Stored data entries:
***
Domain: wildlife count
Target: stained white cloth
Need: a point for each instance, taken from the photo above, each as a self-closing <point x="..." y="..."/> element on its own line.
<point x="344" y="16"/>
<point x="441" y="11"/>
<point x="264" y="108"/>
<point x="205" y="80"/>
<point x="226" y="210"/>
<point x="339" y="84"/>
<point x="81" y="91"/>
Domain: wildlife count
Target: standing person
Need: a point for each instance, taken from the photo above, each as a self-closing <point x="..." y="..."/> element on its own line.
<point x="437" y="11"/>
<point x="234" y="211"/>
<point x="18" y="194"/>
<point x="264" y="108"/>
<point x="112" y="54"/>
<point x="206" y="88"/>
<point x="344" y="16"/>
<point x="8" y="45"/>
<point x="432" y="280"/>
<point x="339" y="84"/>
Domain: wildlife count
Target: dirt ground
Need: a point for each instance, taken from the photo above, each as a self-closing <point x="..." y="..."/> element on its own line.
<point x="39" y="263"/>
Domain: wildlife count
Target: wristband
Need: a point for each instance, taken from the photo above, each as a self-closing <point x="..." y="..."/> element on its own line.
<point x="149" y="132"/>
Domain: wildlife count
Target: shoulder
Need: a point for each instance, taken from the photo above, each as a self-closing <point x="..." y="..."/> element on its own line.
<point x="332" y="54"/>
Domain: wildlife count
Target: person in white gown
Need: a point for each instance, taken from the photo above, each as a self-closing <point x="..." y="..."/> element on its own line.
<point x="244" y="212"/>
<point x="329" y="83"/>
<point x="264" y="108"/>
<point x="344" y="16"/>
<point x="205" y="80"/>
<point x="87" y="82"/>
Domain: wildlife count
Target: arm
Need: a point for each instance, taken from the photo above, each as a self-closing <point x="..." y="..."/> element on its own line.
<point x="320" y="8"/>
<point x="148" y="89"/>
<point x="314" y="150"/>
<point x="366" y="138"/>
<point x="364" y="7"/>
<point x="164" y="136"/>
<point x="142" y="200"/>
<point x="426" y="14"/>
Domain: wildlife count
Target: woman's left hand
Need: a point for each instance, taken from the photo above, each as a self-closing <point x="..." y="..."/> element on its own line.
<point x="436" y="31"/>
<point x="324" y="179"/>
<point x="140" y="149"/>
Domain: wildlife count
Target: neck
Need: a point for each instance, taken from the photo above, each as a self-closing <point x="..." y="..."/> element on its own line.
***
Which lines of the data include the word "Target"? Copy each one.

• **RESULT FOR THIS TASK**:
Target: stained white cloth
Target: standing person
Target: dirt ground
Target: wristband
Target: shoulder
Target: person in white gown
Target: arm
Target: woman's left hand
Target: neck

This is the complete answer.